#### [GIVEN PASSAGE]
>>>

Tuesday, January 11, 2005

Preface

This project started as a search for something else. I had been researching the medicalization of homosexuality in post-World War II America last summer. What I sought was psychiatric case studies; I wanted to analyze these in order to reclaim the lives of those who suffered treatment. I wanted to understand how and why people sought treatment for their “homosexuality” and what this treatment actually entailed. I was looking for a way to illuminate the mode and meanings of the medical project to “cure” same-sex desire and the wider project to eliminate the “homosexual.” Implicit in my proposed analysis was an attempt to explore how medicine regulated the ways in which all of us conceive “sexuality” in the latter half of our century. Accomplishing all of this was much more difficult than I imagined.

Cases studies that involved the treatment of homosexuality are among the most difficult medical records to find. The major reason for this is legal. Most hospitals will only release their records to physicians, certainly not to undergraduates. Psychiatric records are kept confidential under the law. Records of “homosexuals” are even more veiled in secrecy. I have been told by experts in this type of research that finding such cases would be nearly impossible even if I had access. For obvious reasons, psychiatric records are not arranged by subject. Faced with this reasonably understandable form of academic censorship, I decided that it would be better to start research of this kind when I became a physician myself.

<<<

#### [EXERCISE 1]
Duplicate the part of the preface starting with "Cases studies that" and going on through "a physician myself.".
#### [EXERCISE 2]
According to the preface, to whom will most hospitals release their records?

#### [RECORDS]

>>>

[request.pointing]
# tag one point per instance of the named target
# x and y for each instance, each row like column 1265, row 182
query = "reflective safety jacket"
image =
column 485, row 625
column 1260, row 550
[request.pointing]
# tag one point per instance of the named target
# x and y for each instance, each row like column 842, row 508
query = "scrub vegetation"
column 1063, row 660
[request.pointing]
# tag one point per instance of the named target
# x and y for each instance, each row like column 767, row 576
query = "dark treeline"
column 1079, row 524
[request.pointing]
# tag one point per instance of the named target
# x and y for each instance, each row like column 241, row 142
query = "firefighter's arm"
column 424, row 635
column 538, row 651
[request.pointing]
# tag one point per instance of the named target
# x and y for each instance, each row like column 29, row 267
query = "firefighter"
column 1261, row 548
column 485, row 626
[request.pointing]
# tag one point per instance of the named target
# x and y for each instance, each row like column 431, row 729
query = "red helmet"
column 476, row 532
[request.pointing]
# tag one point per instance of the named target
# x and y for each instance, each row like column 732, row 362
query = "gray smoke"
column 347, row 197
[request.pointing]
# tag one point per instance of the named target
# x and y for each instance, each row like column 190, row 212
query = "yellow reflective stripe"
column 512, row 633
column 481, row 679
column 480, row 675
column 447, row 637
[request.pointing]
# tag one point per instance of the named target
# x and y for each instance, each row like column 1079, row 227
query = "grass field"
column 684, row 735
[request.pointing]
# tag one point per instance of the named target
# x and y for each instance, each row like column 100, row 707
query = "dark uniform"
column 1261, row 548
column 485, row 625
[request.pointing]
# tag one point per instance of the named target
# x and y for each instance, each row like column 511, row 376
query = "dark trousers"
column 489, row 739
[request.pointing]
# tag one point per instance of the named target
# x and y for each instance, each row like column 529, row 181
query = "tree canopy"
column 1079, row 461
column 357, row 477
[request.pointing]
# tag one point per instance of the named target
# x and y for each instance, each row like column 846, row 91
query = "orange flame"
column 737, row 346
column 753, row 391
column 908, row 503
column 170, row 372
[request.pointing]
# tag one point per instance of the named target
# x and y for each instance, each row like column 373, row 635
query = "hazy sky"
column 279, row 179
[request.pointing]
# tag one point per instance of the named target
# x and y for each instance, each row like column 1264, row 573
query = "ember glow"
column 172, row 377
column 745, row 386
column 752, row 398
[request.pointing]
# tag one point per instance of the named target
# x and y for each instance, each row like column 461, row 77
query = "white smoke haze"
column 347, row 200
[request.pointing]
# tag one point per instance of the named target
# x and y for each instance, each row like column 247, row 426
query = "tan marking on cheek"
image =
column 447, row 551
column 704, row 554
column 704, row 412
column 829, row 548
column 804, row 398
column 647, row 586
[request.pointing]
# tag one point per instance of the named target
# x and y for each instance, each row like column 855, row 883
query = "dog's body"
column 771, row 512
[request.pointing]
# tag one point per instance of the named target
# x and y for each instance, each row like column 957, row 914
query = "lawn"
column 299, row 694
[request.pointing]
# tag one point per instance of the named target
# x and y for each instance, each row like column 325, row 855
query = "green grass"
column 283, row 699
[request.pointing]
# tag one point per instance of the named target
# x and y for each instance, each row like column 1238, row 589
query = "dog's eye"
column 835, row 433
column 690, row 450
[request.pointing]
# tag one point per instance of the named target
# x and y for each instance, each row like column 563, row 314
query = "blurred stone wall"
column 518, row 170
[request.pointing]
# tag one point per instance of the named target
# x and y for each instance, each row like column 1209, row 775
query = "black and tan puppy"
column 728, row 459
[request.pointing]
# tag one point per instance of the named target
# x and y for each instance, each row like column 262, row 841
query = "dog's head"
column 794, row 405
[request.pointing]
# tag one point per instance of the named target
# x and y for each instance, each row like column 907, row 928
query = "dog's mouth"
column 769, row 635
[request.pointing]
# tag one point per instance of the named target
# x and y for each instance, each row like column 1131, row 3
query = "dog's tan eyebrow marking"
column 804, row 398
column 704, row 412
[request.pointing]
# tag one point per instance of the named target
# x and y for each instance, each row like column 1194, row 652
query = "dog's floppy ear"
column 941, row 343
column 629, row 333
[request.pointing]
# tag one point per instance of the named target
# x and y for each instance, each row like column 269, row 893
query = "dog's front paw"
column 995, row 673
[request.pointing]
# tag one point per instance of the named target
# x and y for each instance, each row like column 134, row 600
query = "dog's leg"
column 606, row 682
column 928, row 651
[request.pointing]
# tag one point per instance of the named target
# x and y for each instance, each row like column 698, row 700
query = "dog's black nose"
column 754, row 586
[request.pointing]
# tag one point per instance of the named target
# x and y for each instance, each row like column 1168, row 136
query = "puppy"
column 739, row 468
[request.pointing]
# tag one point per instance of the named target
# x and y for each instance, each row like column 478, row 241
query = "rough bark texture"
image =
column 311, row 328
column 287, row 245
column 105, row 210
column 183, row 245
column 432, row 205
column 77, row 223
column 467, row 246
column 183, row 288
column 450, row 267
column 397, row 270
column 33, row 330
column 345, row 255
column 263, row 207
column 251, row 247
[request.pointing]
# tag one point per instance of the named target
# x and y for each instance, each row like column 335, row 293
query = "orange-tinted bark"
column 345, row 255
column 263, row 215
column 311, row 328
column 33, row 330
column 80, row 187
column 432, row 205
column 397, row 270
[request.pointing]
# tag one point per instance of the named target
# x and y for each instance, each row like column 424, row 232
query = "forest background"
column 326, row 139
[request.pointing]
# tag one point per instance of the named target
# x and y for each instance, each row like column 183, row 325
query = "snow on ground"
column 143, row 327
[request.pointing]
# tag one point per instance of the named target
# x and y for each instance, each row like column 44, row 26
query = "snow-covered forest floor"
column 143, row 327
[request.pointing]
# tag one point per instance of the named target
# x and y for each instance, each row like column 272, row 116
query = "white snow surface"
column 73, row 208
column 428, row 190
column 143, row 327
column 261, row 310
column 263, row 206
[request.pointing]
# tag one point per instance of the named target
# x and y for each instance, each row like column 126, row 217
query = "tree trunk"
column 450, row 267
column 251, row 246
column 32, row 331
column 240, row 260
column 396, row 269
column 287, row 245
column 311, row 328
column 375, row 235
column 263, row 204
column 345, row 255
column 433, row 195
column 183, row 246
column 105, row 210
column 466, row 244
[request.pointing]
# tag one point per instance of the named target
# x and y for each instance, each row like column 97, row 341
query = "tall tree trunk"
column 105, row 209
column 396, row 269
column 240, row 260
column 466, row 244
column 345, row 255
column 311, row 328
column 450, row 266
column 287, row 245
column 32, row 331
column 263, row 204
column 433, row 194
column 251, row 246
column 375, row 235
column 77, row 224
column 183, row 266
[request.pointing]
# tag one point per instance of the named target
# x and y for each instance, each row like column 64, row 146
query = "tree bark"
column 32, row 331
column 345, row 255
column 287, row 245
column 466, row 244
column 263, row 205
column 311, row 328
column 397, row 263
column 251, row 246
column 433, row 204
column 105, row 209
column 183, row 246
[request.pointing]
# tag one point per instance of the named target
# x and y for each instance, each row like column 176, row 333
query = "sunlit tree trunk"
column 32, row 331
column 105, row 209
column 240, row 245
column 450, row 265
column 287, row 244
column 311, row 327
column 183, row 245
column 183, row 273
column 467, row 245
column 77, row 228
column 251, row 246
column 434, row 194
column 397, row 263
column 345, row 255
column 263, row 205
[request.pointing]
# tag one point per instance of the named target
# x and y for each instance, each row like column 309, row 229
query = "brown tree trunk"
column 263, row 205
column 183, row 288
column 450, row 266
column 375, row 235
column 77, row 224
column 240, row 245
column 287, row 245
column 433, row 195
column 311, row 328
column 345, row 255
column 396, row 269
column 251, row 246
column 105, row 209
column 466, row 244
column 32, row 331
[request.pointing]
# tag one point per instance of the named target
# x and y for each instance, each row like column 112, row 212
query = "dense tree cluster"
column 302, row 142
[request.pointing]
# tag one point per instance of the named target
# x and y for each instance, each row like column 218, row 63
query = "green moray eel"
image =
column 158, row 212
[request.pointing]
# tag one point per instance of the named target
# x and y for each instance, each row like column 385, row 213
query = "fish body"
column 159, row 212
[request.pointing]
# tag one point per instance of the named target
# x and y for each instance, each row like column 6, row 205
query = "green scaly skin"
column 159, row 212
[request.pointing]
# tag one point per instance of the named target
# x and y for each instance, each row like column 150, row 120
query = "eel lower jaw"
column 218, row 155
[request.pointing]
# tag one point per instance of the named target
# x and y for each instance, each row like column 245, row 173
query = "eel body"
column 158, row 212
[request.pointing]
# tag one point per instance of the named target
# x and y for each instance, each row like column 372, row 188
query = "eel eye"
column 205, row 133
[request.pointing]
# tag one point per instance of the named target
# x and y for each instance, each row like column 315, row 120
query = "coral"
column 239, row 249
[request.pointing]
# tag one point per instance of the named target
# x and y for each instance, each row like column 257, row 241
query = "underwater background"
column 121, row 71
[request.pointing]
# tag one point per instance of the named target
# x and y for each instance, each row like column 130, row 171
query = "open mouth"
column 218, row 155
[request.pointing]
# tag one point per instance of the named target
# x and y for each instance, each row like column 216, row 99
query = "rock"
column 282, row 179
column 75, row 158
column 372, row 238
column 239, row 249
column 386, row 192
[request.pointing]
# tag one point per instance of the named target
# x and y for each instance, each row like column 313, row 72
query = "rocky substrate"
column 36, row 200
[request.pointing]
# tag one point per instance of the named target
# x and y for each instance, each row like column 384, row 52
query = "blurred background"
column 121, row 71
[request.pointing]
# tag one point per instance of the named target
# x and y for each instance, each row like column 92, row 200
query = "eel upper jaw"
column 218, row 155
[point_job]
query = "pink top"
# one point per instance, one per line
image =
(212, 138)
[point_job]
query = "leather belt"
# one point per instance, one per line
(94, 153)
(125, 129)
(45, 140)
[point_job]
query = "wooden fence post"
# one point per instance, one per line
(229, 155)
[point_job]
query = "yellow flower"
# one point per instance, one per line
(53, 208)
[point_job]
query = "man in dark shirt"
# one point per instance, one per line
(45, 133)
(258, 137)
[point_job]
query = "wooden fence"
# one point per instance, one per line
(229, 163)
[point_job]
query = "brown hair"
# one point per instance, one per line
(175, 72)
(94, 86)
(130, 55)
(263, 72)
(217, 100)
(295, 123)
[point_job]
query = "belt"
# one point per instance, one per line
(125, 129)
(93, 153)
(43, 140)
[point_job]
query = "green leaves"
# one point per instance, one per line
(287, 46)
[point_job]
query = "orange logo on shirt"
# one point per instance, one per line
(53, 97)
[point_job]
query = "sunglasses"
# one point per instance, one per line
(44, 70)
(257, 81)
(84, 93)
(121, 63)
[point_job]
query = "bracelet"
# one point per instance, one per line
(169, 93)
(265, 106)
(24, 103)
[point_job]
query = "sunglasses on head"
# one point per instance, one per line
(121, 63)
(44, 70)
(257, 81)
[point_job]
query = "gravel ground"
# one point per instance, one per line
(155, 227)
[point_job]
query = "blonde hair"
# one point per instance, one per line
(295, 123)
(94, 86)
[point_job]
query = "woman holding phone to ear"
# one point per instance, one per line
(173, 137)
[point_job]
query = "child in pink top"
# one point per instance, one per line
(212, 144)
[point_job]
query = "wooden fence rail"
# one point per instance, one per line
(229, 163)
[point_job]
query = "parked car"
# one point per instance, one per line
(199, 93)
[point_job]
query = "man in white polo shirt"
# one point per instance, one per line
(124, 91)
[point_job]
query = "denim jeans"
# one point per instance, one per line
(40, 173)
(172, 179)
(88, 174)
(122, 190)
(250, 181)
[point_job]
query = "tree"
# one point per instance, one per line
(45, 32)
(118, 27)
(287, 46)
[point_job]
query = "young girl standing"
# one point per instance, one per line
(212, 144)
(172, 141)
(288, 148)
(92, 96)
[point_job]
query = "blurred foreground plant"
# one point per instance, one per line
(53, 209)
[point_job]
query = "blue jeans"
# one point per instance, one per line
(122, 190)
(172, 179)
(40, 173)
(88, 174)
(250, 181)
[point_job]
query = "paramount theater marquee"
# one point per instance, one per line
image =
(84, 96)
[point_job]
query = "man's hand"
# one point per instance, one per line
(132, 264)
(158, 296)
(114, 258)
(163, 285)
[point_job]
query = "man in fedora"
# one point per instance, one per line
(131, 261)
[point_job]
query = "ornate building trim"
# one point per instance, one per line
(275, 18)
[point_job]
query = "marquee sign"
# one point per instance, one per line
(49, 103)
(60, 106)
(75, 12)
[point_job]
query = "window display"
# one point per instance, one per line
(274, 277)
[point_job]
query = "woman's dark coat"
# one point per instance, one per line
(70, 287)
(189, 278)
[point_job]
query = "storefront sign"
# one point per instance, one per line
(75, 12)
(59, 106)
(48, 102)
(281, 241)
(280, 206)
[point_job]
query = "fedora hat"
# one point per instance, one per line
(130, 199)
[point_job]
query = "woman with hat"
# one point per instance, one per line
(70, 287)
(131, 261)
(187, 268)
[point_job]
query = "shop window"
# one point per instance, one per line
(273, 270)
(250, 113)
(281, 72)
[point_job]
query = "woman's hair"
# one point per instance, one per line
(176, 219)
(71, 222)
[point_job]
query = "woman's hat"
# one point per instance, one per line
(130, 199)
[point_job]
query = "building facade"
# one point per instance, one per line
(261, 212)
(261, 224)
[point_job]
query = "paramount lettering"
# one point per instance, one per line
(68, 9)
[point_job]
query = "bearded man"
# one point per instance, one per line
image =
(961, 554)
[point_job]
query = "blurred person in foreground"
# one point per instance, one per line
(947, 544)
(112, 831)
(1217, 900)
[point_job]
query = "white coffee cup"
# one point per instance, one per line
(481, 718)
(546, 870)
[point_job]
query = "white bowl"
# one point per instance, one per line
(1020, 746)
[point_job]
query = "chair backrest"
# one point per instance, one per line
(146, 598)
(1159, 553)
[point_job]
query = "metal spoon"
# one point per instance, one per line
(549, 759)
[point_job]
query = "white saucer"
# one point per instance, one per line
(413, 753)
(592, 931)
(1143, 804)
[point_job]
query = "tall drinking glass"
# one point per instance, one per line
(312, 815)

<<<

#### [WRITTEN REPLY 1]
Cases studies that involved the treatment of homosexuality are among the most difficult medical records to find. The major reason for this is legal. Most hospitals will only release their records to physicians, certainly not to undergraduates. Psychiatric records are kept confidential under the law. Records of “homosexuals” are even more veiled in secrecy. I have been told by experts in this type of research that finding such cases would be nearly impossible even if I had access. For obvious reasons, psychiatric records are not arranged by subject. Faced with this reasonably understandable form of academic censorship, I decided that it would be better to start research of this kind when I became a physician myself.

#### [WRITTEN REPLY 2]
Most hospitals will release their records only to physicians.